▶ Task material:
◆ ◆ ◆ ◆ ◆ ◆ ◆

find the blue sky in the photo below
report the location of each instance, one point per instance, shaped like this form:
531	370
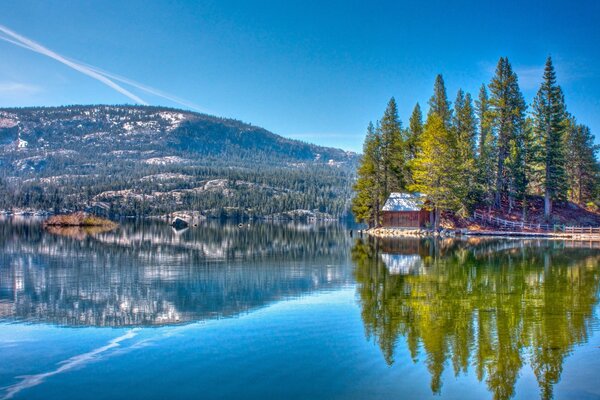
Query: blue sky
311	70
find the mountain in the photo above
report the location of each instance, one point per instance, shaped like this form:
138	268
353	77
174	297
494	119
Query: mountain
140	160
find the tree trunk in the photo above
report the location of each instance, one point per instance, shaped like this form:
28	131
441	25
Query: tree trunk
547	205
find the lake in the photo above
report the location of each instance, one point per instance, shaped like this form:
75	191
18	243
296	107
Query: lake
292	311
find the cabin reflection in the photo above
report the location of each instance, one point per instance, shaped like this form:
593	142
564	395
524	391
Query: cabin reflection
489	306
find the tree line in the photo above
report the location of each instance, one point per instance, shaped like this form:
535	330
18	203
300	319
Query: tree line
493	152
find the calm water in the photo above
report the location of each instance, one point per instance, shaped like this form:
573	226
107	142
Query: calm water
293	312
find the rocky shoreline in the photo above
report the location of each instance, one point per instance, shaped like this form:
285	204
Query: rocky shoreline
423	233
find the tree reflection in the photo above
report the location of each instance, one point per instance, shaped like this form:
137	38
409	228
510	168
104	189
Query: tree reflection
495	305
145	274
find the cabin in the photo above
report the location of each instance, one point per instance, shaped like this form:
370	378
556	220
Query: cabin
406	210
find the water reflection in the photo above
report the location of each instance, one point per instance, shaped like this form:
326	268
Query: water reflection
147	274
492	305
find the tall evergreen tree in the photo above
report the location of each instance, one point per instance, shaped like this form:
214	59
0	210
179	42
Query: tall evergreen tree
439	104
392	150
464	131
508	110
369	186
582	168
434	169
486	149
549	115
415	129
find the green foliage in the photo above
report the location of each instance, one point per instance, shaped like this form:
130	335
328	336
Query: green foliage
392	150
508	112
582	169
485	163
435	171
140	163
488	153
457	309
550	122
464	130
369	185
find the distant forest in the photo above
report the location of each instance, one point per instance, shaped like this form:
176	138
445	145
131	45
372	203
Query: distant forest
139	161
492	152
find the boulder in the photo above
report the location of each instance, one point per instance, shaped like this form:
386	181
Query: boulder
179	223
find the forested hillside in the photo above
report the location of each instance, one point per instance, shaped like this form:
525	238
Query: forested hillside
494	152
149	161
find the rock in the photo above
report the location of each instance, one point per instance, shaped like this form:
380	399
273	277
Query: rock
179	223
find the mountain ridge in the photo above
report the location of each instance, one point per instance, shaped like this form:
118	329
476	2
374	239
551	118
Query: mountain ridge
153	160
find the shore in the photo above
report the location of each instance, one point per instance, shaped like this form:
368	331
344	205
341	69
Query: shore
419	233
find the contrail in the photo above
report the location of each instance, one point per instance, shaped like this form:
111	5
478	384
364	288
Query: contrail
31	45
147	89
118	78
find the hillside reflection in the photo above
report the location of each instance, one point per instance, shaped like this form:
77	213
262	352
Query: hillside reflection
487	307
148	274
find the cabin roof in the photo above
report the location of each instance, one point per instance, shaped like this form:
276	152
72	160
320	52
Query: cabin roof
402	201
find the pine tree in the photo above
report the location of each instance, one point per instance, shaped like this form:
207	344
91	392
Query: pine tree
368	187
434	167
582	168
508	110
439	104
549	123
415	129
486	149
464	131
392	150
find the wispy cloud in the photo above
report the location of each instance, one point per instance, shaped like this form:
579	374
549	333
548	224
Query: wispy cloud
530	76
38	48
105	77
18	88
308	135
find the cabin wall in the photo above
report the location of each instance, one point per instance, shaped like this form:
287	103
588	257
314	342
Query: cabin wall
403	219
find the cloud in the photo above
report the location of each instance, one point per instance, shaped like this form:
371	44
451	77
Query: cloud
18	88
105	77
530	77
38	48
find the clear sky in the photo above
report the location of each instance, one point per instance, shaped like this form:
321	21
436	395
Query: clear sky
318	71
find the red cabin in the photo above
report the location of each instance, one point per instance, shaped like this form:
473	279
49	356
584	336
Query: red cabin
406	210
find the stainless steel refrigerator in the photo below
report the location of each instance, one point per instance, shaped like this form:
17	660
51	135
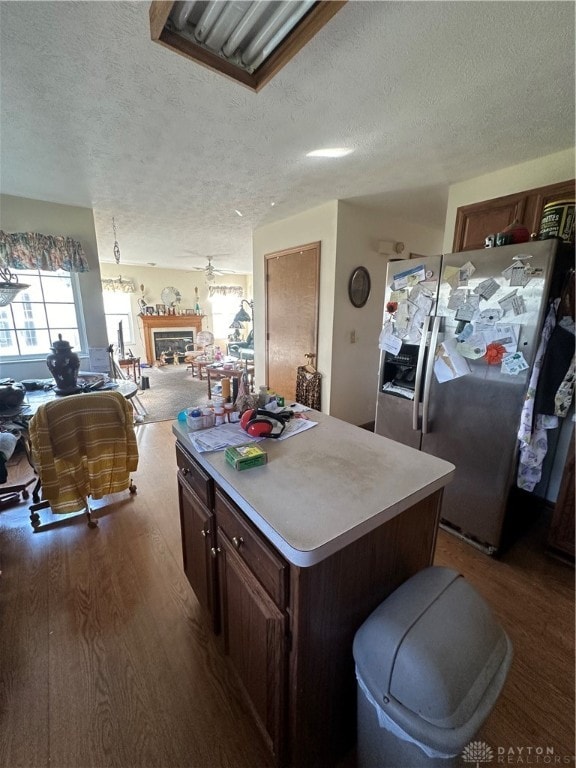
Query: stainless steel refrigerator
459	337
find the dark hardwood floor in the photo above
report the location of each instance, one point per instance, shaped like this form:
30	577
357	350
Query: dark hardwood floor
105	661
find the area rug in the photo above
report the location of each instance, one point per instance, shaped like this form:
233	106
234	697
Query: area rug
172	389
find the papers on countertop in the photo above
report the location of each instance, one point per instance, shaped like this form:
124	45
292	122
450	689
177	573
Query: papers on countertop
219	438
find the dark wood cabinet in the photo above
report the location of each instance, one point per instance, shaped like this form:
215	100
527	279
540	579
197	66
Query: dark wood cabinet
476	221
254	636
287	631
198	534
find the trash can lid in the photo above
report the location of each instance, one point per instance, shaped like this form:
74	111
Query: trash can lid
434	655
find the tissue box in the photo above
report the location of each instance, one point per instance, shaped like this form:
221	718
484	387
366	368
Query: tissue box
246	456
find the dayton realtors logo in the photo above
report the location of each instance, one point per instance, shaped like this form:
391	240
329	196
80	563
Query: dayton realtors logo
479	753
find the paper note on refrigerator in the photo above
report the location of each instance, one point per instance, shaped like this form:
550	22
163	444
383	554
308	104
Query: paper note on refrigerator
449	364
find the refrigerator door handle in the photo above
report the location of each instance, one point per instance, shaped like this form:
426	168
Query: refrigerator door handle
428	374
418	378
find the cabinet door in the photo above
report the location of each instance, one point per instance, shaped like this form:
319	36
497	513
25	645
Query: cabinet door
197	527
254	636
476	221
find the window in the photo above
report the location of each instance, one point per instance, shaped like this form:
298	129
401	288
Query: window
118	309
223	310
31	323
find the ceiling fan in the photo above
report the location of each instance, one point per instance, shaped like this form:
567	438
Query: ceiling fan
210	271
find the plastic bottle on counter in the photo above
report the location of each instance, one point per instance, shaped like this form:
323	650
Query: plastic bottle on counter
194	419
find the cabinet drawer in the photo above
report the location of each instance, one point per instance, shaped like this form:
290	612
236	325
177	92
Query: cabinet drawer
268	567
200	482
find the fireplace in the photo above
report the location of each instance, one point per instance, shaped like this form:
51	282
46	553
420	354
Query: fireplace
172	344
176	327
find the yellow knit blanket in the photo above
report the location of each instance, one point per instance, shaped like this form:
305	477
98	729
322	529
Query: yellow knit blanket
83	445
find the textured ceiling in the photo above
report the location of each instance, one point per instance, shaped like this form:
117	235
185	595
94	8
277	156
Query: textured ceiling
93	113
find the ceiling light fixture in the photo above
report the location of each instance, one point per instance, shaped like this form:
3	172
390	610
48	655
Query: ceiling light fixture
244	40
330	152
116	246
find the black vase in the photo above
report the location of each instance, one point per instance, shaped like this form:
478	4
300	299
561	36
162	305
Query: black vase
64	365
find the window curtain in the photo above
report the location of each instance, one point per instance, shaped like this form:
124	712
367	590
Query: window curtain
225	290
118	284
30	250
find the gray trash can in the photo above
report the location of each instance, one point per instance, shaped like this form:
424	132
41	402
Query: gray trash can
431	661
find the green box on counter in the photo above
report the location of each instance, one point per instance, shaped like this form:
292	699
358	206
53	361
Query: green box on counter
246	456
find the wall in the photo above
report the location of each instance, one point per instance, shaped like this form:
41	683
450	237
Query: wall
550	169
19	214
349	236
155	279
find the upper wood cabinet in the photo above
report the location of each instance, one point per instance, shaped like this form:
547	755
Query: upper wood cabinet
476	221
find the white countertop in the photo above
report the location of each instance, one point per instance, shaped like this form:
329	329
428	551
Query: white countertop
326	487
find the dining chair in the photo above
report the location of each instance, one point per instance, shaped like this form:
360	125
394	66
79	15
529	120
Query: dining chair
83	446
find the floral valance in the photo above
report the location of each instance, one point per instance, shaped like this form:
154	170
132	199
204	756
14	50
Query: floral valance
118	284
30	250
225	290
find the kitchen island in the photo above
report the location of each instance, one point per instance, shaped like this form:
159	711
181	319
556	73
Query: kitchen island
289	559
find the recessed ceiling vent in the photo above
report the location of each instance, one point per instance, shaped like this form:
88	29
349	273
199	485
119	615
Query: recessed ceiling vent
247	40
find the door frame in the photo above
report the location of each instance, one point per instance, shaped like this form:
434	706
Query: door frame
298	249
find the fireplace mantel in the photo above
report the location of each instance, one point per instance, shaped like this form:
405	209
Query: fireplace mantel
151	322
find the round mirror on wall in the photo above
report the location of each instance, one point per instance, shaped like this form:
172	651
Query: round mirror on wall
359	287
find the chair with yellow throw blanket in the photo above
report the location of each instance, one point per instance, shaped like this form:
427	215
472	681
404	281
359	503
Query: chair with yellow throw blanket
82	446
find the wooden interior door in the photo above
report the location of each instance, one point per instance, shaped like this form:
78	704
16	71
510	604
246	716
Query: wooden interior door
292	298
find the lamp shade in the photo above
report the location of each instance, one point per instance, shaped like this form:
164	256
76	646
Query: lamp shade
9	287
242	316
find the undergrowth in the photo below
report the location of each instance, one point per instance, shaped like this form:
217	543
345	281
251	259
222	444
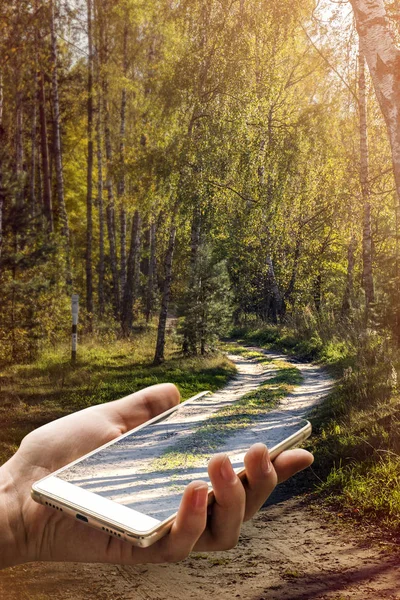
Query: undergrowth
356	439
199	446
32	395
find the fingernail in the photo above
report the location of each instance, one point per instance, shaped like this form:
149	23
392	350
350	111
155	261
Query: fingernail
266	464
227	473
199	496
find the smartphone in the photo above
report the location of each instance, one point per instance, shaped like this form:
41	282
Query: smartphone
131	487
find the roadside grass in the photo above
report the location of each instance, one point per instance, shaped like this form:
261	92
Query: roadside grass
356	440
34	394
225	422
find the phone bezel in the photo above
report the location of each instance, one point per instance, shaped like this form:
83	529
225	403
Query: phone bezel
51	489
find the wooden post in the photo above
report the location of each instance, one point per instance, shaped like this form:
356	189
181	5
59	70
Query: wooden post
75	312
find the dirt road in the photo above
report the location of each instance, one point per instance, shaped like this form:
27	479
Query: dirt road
288	552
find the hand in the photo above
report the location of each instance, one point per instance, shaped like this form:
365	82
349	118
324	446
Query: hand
29	531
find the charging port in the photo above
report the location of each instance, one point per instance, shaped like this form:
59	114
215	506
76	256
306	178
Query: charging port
82	518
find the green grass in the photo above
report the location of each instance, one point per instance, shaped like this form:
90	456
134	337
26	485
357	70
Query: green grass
356	441
32	395
222	424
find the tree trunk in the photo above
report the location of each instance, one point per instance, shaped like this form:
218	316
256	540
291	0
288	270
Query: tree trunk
110	211
57	135
32	178
275	303
46	180
349	289
121	182
160	346
191	333
383	59
367	276
19	153
132	277
100	202
292	283
151	272
89	196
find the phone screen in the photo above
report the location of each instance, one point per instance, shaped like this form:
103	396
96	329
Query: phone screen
147	470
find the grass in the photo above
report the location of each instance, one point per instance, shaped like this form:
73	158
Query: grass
32	395
202	443
356	441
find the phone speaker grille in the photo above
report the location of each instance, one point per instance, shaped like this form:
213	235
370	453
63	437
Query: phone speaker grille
111	532
53	506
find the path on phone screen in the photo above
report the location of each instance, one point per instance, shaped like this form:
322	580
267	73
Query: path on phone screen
289	551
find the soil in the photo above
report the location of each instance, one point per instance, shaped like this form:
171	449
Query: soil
292	550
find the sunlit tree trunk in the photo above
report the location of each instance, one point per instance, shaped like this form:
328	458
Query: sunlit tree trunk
383	59
132	277
151	272
2	191
275	303
121	182
46	180
57	133
349	289
89	193
166	291
110	210
19	150
32	177
368	281
100	203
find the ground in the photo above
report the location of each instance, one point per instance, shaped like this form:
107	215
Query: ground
289	551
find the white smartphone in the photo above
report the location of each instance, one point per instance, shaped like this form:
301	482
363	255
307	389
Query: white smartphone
131	487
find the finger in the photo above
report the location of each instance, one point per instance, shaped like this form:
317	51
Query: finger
83	431
135	409
291	462
261	478
188	526
228	509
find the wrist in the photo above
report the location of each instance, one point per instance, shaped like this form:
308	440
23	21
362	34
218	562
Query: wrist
12	537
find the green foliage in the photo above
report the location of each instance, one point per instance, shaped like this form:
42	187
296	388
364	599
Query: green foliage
200	445
206	307
107	369
356	439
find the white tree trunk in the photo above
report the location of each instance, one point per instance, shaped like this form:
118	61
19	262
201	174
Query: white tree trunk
383	59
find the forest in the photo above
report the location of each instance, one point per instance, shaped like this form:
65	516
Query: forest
198	170
217	162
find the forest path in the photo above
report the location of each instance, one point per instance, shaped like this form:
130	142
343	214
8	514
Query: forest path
287	552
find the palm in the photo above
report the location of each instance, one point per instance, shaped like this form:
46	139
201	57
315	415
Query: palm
51	535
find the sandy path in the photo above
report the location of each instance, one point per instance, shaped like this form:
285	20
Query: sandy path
288	552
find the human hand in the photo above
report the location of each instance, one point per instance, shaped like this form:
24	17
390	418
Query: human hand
29	531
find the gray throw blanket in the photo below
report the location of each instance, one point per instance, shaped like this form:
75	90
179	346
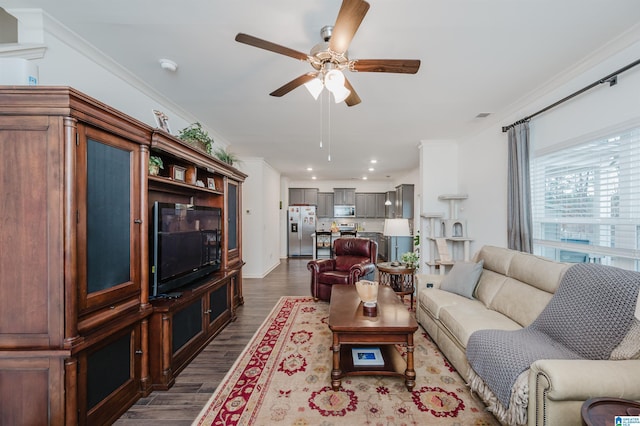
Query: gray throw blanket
586	318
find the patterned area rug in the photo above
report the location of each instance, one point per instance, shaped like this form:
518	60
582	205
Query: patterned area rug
283	377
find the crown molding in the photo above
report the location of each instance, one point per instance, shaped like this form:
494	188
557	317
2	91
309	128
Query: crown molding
25	51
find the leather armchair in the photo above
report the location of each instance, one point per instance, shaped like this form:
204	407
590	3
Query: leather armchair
354	259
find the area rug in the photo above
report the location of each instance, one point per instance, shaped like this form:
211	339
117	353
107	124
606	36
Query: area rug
283	377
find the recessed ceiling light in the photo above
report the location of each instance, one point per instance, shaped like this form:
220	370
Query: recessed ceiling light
168	64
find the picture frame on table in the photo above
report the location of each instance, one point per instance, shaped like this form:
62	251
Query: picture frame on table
162	121
367	357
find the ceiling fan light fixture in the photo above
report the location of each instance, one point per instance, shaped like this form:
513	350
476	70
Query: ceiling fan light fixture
314	87
334	79
340	94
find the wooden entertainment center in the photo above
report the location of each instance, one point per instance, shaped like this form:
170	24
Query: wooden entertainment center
80	337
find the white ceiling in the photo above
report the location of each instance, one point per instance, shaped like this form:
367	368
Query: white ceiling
478	56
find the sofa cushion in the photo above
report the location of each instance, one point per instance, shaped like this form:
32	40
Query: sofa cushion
538	272
432	300
496	259
462	319
519	301
489	284
463	278
629	348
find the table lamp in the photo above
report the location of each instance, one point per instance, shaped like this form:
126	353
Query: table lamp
396	228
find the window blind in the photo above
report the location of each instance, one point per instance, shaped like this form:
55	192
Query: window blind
586	201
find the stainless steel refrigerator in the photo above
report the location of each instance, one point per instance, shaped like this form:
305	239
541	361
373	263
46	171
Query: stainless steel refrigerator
301	224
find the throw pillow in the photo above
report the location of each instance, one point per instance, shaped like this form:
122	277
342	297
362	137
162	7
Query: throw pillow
463	278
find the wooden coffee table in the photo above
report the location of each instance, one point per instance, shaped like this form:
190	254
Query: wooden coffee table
394	324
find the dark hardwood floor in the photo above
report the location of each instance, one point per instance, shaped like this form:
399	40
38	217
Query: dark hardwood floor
194	385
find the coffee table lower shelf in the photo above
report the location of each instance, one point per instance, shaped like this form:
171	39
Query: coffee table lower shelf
394	365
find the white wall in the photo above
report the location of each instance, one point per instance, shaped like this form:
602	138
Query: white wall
482	161
261	227
70	61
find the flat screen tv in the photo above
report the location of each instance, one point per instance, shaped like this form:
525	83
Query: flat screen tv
185	245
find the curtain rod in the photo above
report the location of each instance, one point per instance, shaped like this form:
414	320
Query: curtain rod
612	79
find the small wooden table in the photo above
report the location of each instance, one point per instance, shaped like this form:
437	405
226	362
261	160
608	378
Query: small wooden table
394	324
399	278
603	411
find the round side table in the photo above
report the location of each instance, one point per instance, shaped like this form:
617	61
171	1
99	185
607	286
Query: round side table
399	278
603	411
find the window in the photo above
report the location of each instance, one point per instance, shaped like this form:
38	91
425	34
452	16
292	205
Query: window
586	201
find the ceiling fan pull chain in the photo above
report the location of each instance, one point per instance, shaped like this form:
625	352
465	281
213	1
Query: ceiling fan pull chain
321	117
329	129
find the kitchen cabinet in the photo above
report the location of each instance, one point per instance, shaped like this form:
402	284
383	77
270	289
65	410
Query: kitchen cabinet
379	206
325	204
303	196
370	205
404	201
390	208
344	196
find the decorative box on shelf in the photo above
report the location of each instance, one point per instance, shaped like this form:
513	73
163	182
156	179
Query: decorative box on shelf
178	173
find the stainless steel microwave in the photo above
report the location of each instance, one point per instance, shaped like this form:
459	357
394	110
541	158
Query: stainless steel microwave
344	211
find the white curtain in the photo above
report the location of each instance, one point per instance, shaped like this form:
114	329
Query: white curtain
519	223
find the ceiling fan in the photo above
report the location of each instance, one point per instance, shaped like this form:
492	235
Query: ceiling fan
329	58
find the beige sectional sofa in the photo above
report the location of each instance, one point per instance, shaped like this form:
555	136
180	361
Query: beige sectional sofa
512	290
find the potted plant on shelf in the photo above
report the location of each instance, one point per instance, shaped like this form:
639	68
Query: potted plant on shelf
155	164
226	156
195	135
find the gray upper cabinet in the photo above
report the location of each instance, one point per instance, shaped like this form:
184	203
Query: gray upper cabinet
325	204
344	196
390	209
379	205
404	201
370	205
303	196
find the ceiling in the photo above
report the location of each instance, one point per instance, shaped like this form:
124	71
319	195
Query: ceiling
478	56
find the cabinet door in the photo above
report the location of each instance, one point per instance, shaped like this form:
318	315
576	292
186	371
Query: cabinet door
344	196
325	204
361	205
350	196
108	379
380	198
371	205
311	196
108	216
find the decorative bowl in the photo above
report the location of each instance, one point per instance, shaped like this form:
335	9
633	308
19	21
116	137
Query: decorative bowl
368	292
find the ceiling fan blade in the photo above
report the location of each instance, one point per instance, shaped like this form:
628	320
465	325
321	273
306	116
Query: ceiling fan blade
353	98
267	45
350	16
405	66
281	91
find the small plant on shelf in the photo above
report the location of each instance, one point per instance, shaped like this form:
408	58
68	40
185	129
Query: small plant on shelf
226	156
195	135
155	164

◆ ◆ ◆ ◆ ◆ ◆ ◆

▶ What you need to do:
Give again, word for word, every line from the top of the data above to the line holding "find the mountain in the photo above", inclusive, with the pictures left out.

▶ Solved problem:
find the blue sky in the photo below
report the location of each instance, one point per instance, shaped like this form:
531	370
Query: blue sky
311	70
find the mountain in the photo above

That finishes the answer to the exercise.